# Exercise aim
Reproduce the material below word for word, omitting the pictures.

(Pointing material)
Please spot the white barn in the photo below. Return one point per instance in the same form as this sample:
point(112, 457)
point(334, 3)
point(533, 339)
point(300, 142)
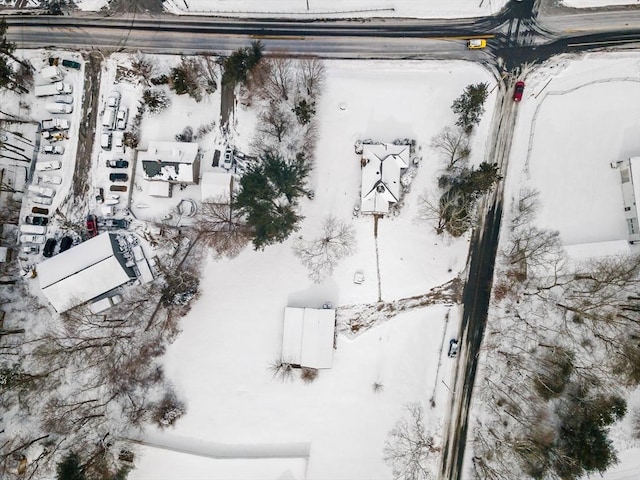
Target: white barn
point(84, 272)
point(307, 338)
point(630, 179)
point(382, 165)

# Result for this exercise
Please spot the white barn in the photo below. Return one point per instance in the same form as this sample:
point(112, 457)
point(334, 3)
point(533, 339)
point(300, 142)
Target: white barn
point(84, 272)
point(307, 338)
point(630, 179)
point(382, 165)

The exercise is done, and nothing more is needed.